Aim of the task — In the records below, find the line containing "Task: locate the background"; give it again exactly, along with every line that follows, and nothing else.

Provided information —
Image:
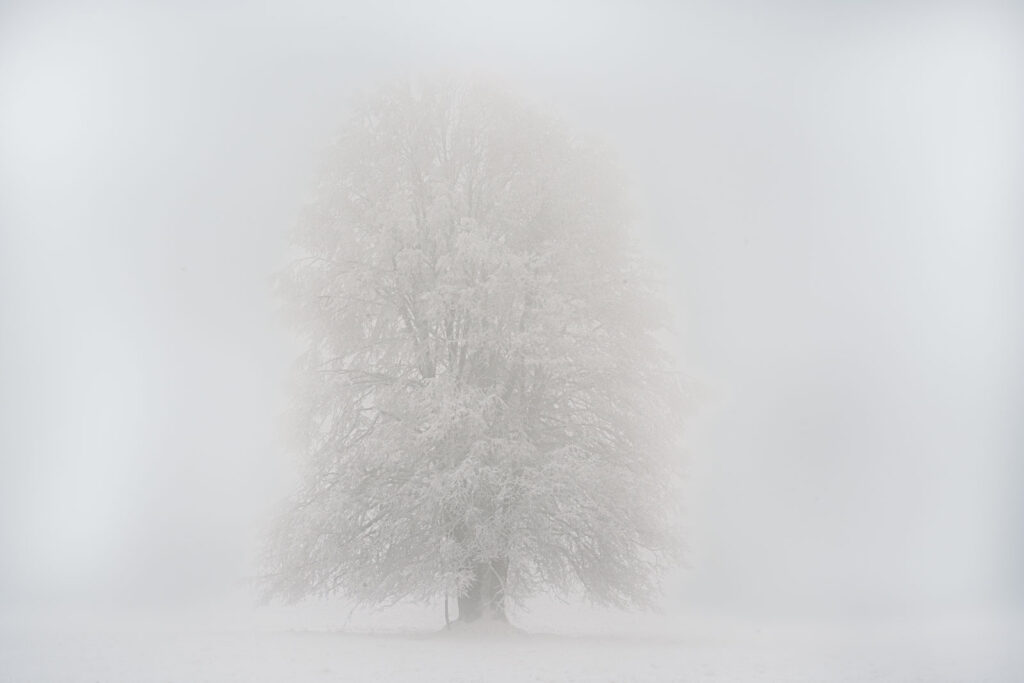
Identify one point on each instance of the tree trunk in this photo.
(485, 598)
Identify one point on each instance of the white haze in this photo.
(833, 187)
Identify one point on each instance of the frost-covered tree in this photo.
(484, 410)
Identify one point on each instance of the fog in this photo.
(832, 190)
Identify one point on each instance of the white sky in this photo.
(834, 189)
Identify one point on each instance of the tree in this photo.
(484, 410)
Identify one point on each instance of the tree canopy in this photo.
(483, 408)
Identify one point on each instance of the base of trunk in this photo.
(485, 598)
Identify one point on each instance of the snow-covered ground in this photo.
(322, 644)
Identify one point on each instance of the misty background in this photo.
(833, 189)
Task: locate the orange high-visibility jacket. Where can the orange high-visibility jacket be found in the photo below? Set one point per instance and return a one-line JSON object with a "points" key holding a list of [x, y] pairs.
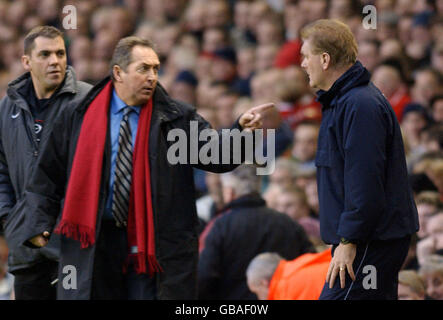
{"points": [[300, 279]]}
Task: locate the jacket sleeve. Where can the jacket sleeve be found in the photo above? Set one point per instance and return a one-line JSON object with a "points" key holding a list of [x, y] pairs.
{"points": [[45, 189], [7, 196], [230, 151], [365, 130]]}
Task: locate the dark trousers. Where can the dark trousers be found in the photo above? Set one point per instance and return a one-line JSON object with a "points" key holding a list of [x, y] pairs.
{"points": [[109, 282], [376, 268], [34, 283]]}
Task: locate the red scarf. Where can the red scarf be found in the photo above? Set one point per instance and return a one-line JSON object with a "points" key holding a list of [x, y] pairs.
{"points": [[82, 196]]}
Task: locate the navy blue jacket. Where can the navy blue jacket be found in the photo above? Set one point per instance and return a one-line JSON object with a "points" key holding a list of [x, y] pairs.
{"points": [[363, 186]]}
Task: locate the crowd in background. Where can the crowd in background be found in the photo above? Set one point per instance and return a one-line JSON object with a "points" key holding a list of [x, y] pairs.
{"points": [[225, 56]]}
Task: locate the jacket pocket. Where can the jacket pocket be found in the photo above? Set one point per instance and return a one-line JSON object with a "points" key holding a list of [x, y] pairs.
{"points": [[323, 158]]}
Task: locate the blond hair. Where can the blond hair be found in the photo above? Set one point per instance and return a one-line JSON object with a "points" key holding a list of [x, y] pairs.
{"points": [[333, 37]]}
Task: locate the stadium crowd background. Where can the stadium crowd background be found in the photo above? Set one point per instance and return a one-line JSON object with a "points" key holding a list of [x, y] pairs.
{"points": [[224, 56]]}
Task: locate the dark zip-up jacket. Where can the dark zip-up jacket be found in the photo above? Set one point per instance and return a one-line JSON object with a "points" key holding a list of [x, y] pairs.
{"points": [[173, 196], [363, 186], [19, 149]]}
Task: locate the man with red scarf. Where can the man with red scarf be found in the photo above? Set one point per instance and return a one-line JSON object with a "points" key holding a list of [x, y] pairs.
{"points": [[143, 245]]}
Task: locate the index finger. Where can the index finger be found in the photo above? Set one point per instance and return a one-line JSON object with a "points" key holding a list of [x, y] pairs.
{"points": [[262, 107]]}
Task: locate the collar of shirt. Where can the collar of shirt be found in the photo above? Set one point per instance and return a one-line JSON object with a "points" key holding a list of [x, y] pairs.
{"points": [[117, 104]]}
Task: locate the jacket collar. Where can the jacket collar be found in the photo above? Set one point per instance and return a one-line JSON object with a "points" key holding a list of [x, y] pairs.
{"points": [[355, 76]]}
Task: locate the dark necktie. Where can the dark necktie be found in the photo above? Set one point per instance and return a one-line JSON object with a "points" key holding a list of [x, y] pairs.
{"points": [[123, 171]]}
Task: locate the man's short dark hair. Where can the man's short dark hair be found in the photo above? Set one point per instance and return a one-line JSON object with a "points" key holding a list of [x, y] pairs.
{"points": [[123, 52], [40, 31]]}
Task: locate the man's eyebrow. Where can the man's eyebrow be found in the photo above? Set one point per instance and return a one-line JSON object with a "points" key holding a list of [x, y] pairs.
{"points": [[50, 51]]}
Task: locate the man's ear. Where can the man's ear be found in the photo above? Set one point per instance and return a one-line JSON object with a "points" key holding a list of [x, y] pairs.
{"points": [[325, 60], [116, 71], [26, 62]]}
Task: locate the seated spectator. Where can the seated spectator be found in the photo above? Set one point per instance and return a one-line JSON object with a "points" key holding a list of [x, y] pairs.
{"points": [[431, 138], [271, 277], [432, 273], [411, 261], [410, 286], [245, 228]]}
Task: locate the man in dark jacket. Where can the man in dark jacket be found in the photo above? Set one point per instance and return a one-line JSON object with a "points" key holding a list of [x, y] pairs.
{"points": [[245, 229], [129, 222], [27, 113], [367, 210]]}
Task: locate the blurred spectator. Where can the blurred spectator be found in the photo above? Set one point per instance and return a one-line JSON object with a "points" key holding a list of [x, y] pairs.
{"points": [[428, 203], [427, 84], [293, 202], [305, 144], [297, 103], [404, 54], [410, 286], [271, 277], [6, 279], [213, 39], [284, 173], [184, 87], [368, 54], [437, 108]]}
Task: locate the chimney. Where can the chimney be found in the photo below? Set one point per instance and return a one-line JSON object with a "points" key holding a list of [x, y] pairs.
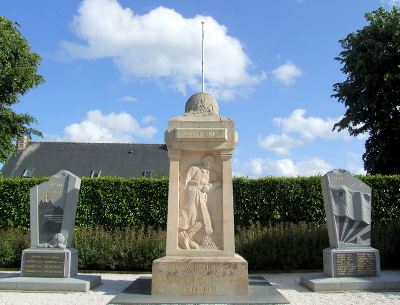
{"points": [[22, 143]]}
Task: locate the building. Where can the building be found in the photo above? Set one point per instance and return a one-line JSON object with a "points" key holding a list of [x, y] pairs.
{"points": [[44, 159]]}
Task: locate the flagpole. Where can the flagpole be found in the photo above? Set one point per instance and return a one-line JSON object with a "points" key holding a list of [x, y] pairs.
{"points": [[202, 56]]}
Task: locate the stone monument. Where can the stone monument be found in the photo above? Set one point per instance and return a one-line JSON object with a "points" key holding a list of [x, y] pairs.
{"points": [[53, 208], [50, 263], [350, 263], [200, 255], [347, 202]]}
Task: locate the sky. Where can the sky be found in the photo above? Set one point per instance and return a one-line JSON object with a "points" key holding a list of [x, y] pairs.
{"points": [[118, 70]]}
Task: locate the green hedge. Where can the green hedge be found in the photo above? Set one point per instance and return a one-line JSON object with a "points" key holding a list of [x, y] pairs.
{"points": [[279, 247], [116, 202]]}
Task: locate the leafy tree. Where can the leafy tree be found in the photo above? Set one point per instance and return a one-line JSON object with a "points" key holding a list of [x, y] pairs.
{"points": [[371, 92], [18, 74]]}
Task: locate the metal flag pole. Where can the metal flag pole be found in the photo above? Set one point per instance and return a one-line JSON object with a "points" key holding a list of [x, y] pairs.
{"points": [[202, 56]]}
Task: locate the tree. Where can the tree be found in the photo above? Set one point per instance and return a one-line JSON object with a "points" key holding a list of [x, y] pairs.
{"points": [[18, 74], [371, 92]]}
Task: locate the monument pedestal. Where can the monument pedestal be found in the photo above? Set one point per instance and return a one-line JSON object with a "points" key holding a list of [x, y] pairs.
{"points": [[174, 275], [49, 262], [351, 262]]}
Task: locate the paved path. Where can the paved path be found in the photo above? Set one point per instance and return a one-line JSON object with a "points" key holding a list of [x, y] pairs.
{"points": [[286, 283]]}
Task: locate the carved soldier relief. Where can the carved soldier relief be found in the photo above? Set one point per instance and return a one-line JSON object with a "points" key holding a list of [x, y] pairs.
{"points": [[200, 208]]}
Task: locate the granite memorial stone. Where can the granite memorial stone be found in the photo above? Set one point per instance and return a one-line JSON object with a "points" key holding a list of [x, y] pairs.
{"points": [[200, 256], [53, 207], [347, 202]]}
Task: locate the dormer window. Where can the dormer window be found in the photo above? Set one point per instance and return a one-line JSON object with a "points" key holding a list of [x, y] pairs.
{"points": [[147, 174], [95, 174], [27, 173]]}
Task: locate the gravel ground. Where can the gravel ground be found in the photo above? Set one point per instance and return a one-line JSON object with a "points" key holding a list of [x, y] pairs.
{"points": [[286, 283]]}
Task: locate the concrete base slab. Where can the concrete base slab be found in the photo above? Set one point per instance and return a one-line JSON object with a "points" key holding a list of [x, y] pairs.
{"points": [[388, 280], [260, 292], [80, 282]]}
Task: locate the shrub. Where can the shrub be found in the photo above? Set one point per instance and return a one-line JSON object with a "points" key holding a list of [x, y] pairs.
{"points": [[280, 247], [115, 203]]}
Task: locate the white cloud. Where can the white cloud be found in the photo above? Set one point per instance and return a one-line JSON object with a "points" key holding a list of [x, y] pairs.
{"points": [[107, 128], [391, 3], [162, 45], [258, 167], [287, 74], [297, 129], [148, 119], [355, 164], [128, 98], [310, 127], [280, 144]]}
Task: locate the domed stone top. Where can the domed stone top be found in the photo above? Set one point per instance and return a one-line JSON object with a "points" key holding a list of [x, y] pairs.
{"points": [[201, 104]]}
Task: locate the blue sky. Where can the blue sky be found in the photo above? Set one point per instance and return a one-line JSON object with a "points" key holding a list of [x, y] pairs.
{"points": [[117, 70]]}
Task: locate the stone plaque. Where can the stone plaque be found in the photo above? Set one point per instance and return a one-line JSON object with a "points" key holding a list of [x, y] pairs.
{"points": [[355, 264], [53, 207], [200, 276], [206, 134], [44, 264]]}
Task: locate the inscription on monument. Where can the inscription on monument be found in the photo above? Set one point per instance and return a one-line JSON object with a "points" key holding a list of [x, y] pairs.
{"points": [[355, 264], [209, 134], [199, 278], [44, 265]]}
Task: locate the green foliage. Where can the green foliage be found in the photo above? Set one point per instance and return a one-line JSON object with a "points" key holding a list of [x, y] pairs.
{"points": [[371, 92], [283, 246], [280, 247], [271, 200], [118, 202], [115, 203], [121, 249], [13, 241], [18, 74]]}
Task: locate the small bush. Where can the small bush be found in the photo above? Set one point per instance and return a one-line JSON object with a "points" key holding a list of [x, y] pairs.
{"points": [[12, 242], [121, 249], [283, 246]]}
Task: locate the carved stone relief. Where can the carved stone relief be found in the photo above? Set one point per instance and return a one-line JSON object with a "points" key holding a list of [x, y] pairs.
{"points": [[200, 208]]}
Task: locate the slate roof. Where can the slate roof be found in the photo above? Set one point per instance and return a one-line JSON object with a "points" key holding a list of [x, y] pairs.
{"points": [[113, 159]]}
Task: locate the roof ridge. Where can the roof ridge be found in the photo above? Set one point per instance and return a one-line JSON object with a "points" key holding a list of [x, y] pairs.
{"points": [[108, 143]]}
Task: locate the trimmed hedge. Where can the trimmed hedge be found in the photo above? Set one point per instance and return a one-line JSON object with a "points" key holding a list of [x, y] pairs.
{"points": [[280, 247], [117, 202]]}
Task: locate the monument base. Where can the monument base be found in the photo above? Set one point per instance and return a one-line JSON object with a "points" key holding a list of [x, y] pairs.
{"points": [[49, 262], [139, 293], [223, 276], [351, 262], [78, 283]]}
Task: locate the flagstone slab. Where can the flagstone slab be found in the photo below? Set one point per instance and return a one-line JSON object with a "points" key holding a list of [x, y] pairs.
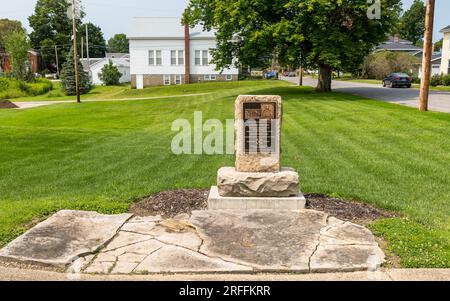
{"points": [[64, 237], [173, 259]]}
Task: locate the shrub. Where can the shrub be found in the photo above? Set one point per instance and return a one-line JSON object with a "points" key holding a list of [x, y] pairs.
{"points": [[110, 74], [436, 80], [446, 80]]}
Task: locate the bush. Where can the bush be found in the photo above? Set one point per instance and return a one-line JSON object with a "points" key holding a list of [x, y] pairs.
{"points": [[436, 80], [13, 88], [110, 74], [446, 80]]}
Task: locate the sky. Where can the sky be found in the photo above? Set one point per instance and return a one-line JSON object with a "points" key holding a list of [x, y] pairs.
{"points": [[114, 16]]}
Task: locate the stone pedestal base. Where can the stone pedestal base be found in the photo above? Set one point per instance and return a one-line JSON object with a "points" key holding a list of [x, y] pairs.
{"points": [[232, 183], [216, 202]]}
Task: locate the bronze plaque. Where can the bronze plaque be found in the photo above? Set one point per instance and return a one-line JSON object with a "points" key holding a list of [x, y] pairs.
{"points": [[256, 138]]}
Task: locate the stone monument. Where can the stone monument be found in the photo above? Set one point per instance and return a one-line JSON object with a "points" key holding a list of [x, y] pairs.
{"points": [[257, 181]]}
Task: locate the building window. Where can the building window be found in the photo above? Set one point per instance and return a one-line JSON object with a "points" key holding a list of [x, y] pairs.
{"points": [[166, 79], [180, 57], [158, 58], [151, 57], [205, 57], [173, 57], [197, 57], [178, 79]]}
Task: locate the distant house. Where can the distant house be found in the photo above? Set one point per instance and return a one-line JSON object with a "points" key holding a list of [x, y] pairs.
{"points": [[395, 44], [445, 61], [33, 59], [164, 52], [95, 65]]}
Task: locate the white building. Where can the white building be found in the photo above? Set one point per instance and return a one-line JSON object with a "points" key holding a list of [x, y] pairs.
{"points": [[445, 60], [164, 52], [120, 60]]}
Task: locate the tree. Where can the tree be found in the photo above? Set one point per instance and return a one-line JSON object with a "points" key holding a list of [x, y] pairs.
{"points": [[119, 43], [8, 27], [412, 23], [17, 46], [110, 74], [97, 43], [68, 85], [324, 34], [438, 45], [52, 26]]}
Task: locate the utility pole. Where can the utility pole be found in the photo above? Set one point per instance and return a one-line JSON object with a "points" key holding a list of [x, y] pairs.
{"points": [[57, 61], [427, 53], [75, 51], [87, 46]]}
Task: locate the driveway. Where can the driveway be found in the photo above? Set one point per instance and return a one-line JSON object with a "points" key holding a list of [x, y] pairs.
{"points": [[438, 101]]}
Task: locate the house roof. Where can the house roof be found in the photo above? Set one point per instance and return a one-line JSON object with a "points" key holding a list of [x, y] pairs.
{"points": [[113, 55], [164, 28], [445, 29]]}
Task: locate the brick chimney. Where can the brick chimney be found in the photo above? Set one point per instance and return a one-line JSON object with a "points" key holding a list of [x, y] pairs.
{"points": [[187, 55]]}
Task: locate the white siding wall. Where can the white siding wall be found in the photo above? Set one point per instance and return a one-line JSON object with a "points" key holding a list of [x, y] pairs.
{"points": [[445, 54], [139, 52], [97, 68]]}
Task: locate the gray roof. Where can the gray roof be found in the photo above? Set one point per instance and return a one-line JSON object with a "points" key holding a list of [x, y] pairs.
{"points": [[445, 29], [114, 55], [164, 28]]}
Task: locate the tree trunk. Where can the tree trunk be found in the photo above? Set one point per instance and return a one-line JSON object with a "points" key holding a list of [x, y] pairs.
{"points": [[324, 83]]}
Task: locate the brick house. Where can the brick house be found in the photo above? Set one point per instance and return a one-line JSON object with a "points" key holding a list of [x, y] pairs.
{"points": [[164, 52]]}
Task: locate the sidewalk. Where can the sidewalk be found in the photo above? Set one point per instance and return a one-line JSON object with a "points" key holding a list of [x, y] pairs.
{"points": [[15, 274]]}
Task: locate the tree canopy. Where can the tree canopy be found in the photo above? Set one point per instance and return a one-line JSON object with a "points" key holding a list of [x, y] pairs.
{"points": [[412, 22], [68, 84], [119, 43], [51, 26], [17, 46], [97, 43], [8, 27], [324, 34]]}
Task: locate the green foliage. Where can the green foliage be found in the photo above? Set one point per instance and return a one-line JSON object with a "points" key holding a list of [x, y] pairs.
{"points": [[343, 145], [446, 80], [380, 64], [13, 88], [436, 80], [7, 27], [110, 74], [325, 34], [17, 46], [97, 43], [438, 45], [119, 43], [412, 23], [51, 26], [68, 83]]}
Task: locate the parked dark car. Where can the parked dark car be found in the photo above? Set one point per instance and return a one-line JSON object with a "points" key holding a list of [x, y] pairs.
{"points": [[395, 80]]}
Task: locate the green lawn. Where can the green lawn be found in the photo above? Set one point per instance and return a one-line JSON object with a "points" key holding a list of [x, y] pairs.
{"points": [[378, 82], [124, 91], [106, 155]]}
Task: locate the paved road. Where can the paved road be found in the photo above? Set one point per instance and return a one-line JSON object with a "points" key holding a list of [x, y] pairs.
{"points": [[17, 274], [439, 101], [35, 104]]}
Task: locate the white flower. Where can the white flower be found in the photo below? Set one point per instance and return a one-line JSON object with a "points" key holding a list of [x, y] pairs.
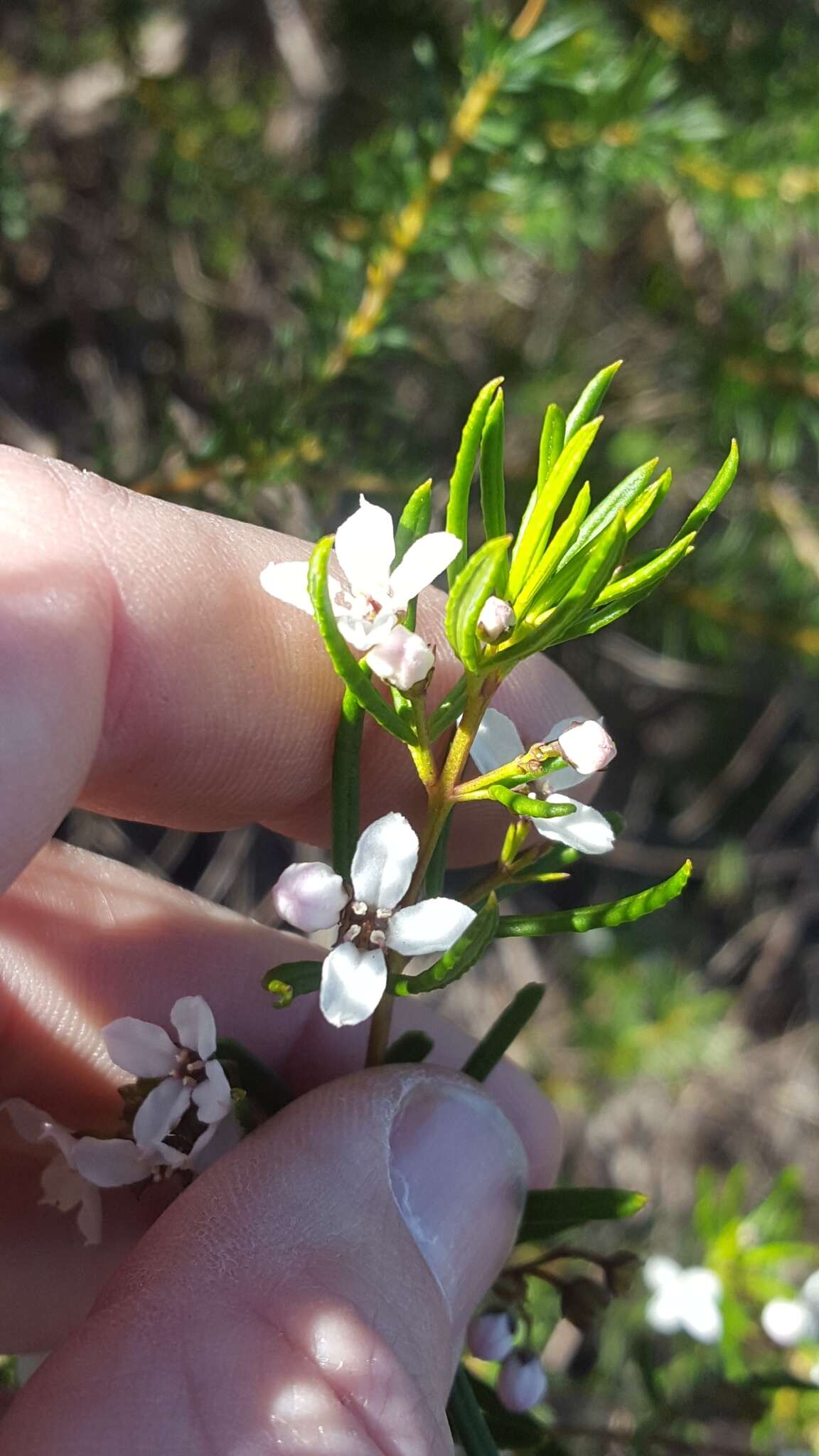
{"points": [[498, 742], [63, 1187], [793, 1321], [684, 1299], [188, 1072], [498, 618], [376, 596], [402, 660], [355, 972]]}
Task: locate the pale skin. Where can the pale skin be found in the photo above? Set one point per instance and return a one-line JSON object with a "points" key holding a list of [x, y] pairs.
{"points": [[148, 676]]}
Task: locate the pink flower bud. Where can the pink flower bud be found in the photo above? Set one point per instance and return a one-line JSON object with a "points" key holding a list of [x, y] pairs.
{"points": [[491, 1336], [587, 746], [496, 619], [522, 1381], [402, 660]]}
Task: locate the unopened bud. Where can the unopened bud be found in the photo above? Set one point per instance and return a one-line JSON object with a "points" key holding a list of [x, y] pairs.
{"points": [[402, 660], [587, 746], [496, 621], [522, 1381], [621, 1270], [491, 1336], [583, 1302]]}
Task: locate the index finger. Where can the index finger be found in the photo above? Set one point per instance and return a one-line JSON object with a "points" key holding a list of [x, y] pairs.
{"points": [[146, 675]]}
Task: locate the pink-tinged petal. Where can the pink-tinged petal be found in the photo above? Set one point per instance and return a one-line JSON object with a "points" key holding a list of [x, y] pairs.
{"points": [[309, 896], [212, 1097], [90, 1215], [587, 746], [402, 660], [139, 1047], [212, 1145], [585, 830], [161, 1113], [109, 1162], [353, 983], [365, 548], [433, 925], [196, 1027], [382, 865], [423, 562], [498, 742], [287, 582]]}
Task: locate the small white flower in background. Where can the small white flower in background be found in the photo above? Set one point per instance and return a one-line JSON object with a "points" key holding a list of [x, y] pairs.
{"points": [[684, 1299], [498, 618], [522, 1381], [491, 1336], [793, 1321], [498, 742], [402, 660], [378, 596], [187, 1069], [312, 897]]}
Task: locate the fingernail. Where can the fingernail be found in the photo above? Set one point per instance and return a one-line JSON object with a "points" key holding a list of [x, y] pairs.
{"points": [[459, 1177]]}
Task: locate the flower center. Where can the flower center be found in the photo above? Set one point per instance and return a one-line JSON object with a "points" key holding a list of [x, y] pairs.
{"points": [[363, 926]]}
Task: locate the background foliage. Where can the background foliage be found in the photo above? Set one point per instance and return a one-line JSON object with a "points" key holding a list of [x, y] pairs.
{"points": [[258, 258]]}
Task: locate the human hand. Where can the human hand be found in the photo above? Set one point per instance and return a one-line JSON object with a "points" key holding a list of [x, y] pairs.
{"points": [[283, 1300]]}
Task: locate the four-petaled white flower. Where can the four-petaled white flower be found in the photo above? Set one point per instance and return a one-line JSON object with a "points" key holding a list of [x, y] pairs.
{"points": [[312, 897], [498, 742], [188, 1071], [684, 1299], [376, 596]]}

Output below —
Task: locate the background foliage. Where can the background foliage be found in the photo above? Set one point per instance and return a one-line JSON object with a "points" key holding a list of [x, y] pairs.
{"points": [[258, 258]]}
Task: locate the human hand. Where can the human hand be found in the photo above? Set one point per instance and return a one-line JSON object with a "points" key holding a list of [x, y] pairs.
{"points": [[283, 1300]]}
Task: locate the four-petaled white flower. Where can the four-petaled white flower be found in the photo above? Set one point per instance and return a one-line JSON object with a "points" key holding a list of [x, y] pairs.
{"points": [[312, 897], [498, 742], [188, 1071], [684, 1299], [376, 596]]}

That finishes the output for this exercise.